◆ TO BE DONE
Copy out the data below verbatim.

◆ Dataset records about object locations
★ ★ ★ ★ ★ ★ ★

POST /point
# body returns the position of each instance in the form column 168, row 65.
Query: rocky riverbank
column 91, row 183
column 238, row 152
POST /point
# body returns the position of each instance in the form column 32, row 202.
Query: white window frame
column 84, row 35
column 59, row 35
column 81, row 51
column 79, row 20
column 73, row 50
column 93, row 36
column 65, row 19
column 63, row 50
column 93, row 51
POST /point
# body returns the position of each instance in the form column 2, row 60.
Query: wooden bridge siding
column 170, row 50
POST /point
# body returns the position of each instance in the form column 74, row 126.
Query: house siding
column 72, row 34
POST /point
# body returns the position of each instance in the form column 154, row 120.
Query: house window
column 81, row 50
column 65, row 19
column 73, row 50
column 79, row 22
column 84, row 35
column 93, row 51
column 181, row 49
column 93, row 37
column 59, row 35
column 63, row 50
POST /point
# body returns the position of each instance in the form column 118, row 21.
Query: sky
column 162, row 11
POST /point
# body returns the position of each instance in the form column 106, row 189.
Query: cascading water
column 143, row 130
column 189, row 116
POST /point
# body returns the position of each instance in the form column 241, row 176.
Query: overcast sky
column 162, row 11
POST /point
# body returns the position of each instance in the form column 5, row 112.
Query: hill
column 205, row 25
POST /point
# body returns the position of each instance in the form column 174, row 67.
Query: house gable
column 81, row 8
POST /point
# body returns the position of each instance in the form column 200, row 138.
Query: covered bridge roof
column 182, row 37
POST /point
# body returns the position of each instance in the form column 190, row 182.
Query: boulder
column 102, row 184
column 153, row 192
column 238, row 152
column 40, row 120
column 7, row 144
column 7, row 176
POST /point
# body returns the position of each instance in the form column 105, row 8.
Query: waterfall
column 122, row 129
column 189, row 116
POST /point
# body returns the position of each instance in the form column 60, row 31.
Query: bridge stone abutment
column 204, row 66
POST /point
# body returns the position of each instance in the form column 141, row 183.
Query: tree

★ ★ ★ ★ ★ ★ ★

◆ OUTPUT OF THE EXERCISE
POST /point
# body returns the position of each instance in the form column 168, row 65.
Query: rocky riverbank
column 91, row 183
column 238, row 152
POST /point
# body returns the position of each instance in the form column 32, row 202.
Query: white window frame
column 84, row 35
column 59, row 35
column 81, row 51
column 79, row 20
column 73, row 50
column 93, row 36
column 65, row 19
column 63, row 50
column 93, row 51
POST /point
# body returns the position of each instance in the form column 2, row 60.
Query: wooden bridge siding
column 170, row 50
POST /point
# body returns the position of each instance in the form column 74, row 126.
Query: house siding
column 72, row 34
POST /point
# body returns the position of each instance in the form column 154, row 120.
Query: house window
column 81, row 50
column 65, row 19
column 73, row 50
column 79, row 22
column 84, row 35
column 93, row 51
column 181, row 49
column 93, row 37
column 59, row 35
column 63, row 50
POST /point
# body returns the position of each instance in the form column 118, row 21.
Query: sky
column 162, row 11
POST /point
# body returns the position of each instance in the form column 106, row 189.
Query: cascading water
column 143, row 130
column 189, row 116
POST /point
# body returns the position of each instance in the form column 241, row 176.
Query: overcast sky
column 162, row 11
POST /point
# body returns the position of each instance in the form column 5, row 112.
Query: hill
column 205, row 25
POST /point
# body returns the position of each instance in the form column 174, row 67.
Query: house gable
column 81, row 8
POST /point
# body returns the position of each instance in the form column 200, row 138.
Query: covered bridge roof
column 182, row 37
POST /point
# body returns the position of each instance in the form column 190, row 182.
Query: boulder
column 102, row 184
column 153, row 192
column 238, row 152
column 40, row 120
column 7, row 144
column 7, row 176
POST /point
# body returns the position of each instance in the form column 105, row 8.
Query: waterfall
column 122, row 129
column 189, row 116
POST /point
# body returns the position of each instance in the form column 60, row 31.
Query: bridge stone abutment
column 204, row 66
POST /point
# body returns the position of each instance in the form column 141, row 183.
Query: tree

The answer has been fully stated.